Could you repeat the whole listing below exactly as it stands?
%%
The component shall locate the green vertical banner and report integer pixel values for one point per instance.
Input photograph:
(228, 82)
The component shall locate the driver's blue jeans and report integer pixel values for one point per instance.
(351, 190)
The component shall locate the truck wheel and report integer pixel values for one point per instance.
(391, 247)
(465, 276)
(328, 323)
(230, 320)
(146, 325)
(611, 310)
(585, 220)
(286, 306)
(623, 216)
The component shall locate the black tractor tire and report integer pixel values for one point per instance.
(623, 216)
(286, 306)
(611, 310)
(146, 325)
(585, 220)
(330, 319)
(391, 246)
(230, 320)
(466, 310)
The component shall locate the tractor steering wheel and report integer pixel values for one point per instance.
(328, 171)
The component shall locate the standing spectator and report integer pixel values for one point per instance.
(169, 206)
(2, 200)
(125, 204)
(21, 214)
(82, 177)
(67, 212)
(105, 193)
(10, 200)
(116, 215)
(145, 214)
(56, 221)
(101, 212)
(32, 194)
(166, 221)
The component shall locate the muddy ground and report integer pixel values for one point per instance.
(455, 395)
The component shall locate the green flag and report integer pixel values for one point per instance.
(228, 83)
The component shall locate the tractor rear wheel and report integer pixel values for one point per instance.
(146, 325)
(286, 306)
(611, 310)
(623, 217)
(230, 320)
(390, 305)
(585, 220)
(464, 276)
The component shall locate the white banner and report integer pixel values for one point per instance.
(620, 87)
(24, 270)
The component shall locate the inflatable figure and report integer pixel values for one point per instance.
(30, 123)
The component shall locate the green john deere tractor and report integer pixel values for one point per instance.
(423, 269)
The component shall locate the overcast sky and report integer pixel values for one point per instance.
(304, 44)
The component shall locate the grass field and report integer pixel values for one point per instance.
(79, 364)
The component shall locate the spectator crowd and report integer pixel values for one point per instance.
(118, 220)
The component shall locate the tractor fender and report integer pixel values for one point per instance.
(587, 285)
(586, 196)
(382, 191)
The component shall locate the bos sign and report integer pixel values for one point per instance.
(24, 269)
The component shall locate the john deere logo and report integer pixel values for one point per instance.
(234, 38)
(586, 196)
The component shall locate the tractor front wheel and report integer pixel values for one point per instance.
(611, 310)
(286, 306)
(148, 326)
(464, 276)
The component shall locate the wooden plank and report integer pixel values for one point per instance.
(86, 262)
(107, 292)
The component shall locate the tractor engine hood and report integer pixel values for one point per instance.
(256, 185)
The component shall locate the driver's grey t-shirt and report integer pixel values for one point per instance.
%%
TASK SOLUTION.
The component shall locate the green vertical banner and report integer pixel values for one point per instance.
Input photograph:
(228, 82)
The component shall locate the driver's blue jeans and report integer pixel values for one point per instance.
(351, 190)
The component shall locate the truck wheel and report integer pixel values for one point per instance.
(391, 247)
(465, 276)
(328, 323)
(230, 320)
(146, 325)
(611, 310)
(585, 220)
(286, 306)
(623, 216)
The component shall locate the black tractor tire and report integer pixel values for one point per instance.
(623, 216)
(286, 306)
(611, 310)
(146, 325)
(585, 220)
(330, 319)
(391, 246)
(230, 320)
(466, 310)
The component shall locate the tractor steering wheel and report integer pixel values for one point per instance.
(328, 171)
The component shall locate the standing spectator and report integer pixel values for one point per instance.
(169, 206)
(2, 200)
(125, 204)
(21, 214)
(82, 177)
(67, 212)
(105, 193)
(10, 200)
(116, 215)
(145, 214)
(56, 221)
(101, 212)
(32, 194)
(166, 221)
The component shall locate the muddy ground and report integer pixel values for one point per instance.
(455, 395)
The component shall locate the green flag and report integer pixel values for one point per instance.
(228, 83)
The component shall locate the tractor rear wheel and report integer pixel values for one point per instance.
(146, 325)
(286, 306)
(611, 310)
(623, 217)
(230, 320)
(390, 305)
(585, 220)
(464, 276)
The component shall locate the white banner and report integer pixel values for one point per instance.
(620, 87)
(24, 270)
The component shall locate the inflatable figure and report integer pixel values for one point per instance.
(30, 123)
The component shall locate the green john deere tractor and report integer pixel values for one point per instance.
(423, 269)
The component shall locate the overcast sky and report integer pixel values for one point per instance.
(304, 44)
The component shall locate the grass field and report integer pixel values for one point per instance.
(79, 364)
The component shall locate the spectator crowd and report integer pixel values for one point per instance.
(118, 220)
The component shall locate the tractor fender and report integer pixel values for one point per instance.
(587, 285)
(586, 196)
(382, 191)
The component shall locate the bos sign and report integer pixel values for one point per instance.
(24, 269)
The component shall locate the john deere logo and report integer pixel values for one point per instance.
(234, 38)
(586, 196)
The component shall locate the tractor front wheel and report integer pixel values for one point per instance.
(611, 310)
(286, 306)
(148, 326)
(464, 276)
The component shall locate the wooden plank and report integer pixel values for one point per instance.
(86, 262)
(107, 292)
The component shall locate the tractor engine hood and report integer pixel values for one point per instance.
(256, 185)
The component shall locate the driver's grey t-shirt and report integer pixel values for one point per instance.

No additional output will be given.